Dataset records:
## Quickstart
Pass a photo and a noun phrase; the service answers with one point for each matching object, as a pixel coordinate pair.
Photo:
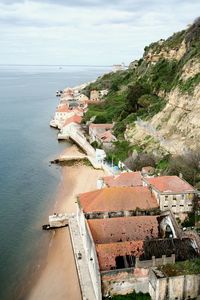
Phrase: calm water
(27, 182)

WHAT IS BEING ASKED :: Rewrite every line of the data above as a numbered list, skipping blank lines and leaving out the picture.

RESULT OF THIS EXERCISE ::
1. ## Quickstart
2. Pass a photo and a noun phrase; the service answers with one point for each matching object, as a pixel coordinate pair.
3. Photo:
4. Phrase: calm water
5. (27, 182)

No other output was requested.